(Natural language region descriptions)
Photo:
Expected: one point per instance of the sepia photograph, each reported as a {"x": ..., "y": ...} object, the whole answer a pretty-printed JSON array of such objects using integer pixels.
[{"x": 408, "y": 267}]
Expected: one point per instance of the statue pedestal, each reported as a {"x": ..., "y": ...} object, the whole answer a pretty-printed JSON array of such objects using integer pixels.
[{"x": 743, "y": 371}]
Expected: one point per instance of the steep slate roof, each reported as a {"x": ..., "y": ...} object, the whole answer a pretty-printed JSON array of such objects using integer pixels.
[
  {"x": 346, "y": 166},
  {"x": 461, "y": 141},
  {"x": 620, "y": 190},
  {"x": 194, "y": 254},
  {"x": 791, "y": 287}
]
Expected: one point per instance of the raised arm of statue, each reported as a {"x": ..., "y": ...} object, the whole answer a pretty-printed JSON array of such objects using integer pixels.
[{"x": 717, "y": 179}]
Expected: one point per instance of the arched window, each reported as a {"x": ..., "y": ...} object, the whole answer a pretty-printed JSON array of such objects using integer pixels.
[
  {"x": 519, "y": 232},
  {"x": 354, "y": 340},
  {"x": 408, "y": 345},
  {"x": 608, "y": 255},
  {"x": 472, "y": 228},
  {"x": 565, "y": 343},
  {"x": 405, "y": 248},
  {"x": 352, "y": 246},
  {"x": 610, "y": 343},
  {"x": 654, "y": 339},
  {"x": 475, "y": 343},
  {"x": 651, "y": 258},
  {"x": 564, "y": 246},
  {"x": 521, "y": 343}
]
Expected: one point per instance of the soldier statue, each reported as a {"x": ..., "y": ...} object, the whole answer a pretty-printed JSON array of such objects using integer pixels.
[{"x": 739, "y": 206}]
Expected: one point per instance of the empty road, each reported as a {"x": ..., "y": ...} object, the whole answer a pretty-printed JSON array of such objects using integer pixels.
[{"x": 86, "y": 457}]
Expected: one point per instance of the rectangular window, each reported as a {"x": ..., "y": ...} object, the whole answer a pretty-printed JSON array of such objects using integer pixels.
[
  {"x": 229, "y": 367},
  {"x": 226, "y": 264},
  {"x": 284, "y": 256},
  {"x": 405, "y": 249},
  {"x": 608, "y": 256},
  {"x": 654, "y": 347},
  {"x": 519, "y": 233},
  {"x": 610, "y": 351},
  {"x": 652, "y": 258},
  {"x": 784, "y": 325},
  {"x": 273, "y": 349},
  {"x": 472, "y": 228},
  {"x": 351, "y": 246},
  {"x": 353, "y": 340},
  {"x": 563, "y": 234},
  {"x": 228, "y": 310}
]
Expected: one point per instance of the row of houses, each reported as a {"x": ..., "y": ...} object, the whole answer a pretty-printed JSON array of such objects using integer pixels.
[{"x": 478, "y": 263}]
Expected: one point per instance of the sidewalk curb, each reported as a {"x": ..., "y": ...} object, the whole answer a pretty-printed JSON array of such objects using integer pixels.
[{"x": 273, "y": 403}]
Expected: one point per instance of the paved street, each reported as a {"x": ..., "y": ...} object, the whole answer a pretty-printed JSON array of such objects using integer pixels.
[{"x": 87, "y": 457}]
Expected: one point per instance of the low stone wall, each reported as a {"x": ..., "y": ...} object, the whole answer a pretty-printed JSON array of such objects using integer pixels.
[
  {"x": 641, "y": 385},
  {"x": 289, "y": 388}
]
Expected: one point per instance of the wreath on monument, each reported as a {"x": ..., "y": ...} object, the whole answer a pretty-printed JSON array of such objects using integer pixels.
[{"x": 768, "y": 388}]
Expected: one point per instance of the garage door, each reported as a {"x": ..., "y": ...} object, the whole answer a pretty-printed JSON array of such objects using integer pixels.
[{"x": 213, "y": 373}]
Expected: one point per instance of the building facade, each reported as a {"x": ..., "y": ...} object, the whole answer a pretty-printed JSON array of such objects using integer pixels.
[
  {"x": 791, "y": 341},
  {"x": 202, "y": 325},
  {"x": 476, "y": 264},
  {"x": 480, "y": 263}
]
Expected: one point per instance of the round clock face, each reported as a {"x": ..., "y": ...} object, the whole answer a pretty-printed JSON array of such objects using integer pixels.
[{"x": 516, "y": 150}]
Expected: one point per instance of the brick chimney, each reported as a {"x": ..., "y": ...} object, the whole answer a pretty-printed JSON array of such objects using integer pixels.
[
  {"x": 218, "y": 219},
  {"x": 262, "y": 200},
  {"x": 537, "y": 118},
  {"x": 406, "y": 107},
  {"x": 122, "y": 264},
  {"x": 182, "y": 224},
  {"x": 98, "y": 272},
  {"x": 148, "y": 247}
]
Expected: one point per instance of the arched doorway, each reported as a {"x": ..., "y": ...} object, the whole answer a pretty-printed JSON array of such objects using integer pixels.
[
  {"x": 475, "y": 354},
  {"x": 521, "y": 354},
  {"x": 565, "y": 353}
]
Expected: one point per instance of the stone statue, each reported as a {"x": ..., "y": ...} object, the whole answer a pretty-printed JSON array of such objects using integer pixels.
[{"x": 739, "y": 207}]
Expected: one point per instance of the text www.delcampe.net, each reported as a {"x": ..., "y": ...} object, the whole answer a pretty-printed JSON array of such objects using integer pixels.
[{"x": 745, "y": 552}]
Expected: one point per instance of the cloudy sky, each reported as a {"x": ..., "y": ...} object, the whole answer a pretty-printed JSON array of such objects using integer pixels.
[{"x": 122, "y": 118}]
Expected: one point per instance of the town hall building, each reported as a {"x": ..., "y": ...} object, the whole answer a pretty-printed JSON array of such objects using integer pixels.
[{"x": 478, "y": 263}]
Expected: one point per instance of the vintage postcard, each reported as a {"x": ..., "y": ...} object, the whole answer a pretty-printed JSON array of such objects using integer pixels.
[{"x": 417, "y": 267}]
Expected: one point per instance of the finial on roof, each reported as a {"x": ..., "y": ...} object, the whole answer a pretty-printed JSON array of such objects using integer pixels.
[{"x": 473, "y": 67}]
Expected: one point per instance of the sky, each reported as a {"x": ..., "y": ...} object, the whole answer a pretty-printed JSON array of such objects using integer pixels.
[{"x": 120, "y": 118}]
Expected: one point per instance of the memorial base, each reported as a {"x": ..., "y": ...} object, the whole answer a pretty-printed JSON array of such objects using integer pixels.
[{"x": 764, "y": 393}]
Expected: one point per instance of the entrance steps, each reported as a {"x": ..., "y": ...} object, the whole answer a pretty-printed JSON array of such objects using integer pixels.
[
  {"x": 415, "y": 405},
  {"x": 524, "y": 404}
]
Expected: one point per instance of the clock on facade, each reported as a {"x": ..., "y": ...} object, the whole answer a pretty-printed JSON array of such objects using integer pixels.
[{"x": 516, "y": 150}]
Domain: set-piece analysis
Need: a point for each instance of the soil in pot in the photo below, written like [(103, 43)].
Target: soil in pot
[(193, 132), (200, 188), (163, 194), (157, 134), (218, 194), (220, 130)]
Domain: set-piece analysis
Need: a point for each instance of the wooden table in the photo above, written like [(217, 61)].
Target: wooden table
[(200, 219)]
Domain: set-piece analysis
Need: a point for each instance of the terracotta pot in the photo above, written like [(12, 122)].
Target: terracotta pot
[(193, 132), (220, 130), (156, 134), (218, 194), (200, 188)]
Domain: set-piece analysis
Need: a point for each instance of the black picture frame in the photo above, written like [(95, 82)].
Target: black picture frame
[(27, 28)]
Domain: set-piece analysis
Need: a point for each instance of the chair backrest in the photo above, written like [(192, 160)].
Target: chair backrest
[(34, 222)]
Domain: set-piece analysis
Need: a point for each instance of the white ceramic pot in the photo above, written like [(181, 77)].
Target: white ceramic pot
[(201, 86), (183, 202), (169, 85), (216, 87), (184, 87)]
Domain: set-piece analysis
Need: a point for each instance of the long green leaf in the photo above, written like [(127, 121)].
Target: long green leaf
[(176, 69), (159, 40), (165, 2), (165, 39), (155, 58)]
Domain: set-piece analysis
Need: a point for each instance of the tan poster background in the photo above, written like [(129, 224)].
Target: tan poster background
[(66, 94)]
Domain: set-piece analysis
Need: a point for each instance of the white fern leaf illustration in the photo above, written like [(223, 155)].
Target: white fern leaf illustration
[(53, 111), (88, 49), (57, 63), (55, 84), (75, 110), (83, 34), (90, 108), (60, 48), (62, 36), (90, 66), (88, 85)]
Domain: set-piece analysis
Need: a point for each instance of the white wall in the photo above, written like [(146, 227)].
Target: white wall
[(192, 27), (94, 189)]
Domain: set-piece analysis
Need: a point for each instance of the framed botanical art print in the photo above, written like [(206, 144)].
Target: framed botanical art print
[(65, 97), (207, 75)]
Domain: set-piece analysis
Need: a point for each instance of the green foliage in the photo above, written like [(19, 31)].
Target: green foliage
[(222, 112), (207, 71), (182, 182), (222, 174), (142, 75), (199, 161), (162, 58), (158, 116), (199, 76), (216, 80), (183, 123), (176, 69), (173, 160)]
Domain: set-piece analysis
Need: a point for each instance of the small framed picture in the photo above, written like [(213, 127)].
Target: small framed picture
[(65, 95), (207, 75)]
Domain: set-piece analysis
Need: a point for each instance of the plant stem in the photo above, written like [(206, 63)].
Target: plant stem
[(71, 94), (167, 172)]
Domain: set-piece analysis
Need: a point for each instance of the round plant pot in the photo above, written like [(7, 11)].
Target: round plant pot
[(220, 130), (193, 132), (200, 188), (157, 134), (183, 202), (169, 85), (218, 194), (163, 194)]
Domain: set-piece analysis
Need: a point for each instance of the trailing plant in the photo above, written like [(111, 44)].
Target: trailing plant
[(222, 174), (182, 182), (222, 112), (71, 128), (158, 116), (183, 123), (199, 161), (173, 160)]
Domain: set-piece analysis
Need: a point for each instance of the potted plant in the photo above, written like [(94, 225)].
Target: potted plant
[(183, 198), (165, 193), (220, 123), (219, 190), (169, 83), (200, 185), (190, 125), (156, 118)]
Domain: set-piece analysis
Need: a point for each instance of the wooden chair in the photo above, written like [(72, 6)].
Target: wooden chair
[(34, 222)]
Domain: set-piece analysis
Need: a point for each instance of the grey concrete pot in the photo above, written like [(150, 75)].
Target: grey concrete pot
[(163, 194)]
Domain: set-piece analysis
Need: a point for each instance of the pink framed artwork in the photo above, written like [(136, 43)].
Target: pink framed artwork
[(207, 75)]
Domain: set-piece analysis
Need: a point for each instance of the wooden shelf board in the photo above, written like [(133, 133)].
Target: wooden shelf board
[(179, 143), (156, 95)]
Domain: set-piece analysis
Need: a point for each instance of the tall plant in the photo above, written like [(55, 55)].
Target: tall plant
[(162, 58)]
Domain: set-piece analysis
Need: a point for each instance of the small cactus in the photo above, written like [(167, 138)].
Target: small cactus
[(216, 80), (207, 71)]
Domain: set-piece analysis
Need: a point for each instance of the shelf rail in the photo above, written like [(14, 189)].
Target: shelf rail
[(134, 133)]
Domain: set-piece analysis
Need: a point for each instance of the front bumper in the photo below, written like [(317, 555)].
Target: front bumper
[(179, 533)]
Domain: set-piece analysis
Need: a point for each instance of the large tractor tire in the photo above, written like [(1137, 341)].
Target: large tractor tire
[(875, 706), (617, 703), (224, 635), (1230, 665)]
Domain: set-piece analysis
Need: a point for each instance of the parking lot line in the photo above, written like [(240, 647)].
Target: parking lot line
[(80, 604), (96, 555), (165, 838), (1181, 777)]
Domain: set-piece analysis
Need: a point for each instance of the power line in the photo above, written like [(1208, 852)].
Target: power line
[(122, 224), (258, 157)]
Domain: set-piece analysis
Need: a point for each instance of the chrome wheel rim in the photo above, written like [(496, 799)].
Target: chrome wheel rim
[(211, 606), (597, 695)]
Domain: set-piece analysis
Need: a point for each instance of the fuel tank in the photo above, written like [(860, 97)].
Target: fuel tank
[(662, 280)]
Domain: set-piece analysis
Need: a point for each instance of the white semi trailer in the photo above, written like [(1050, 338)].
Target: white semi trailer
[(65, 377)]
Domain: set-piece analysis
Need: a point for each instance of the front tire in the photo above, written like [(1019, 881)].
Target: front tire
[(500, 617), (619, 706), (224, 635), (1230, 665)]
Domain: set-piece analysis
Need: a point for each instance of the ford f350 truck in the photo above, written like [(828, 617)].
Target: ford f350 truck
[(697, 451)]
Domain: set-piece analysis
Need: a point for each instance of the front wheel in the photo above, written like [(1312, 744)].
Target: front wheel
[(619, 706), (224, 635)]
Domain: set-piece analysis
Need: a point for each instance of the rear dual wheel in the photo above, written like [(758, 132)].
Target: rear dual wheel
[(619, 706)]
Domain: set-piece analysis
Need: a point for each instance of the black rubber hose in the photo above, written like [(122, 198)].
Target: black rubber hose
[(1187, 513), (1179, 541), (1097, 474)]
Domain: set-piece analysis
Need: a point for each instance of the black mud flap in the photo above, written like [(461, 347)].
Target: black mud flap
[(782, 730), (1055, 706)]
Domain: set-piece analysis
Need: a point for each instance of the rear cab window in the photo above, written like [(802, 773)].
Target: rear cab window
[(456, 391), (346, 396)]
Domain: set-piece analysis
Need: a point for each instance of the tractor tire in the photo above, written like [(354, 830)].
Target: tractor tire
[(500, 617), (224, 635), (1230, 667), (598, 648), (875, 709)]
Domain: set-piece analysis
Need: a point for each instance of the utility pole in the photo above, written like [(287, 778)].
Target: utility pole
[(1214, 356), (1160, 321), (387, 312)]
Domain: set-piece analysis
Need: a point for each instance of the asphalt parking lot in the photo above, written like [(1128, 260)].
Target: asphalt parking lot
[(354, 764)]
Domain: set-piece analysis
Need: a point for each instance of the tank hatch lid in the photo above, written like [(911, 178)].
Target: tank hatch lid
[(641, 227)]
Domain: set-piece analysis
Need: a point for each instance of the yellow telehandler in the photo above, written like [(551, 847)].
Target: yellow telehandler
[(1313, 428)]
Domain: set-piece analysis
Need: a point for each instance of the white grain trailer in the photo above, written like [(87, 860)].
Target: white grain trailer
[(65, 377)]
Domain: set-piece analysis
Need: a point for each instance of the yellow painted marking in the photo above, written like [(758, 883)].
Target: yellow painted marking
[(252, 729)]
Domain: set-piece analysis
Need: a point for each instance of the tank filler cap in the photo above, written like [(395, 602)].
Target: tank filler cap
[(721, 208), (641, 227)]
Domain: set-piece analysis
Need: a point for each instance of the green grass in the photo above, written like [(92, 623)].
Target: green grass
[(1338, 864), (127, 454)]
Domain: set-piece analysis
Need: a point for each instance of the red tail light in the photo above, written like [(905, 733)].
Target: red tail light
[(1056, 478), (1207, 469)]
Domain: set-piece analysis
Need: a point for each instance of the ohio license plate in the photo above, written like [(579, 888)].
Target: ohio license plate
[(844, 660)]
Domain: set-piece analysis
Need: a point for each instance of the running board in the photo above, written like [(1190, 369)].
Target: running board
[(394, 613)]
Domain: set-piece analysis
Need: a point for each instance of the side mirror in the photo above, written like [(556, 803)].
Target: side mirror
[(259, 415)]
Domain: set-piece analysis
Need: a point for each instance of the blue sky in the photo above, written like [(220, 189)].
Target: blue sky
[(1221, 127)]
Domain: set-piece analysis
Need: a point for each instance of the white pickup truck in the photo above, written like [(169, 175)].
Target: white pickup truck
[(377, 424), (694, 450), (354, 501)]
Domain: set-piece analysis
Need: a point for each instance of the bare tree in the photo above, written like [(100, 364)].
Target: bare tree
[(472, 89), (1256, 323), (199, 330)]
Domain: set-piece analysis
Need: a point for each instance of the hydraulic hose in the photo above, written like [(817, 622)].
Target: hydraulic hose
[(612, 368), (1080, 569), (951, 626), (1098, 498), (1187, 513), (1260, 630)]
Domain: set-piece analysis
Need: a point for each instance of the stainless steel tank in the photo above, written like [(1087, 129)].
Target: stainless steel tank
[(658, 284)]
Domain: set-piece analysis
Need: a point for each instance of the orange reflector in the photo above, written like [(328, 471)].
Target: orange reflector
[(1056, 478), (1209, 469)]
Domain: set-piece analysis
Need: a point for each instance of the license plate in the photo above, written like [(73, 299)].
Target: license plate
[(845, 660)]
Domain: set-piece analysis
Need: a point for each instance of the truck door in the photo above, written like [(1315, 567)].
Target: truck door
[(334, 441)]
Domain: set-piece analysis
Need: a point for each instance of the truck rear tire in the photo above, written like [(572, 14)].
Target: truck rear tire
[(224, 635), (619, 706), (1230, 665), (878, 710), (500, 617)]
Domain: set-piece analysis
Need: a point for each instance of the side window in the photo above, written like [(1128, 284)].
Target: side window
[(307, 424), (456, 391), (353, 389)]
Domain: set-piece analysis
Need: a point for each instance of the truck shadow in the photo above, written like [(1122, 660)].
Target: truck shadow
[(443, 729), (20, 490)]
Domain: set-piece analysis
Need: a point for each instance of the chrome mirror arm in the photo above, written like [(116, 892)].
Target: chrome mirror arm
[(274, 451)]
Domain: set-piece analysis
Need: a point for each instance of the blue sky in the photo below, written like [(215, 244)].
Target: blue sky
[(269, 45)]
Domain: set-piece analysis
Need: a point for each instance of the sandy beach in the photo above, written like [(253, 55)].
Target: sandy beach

* [Your task]
Count the lines of the entries that hold the string "sandy", then state that number and nothing more.

* [Exercise result]
2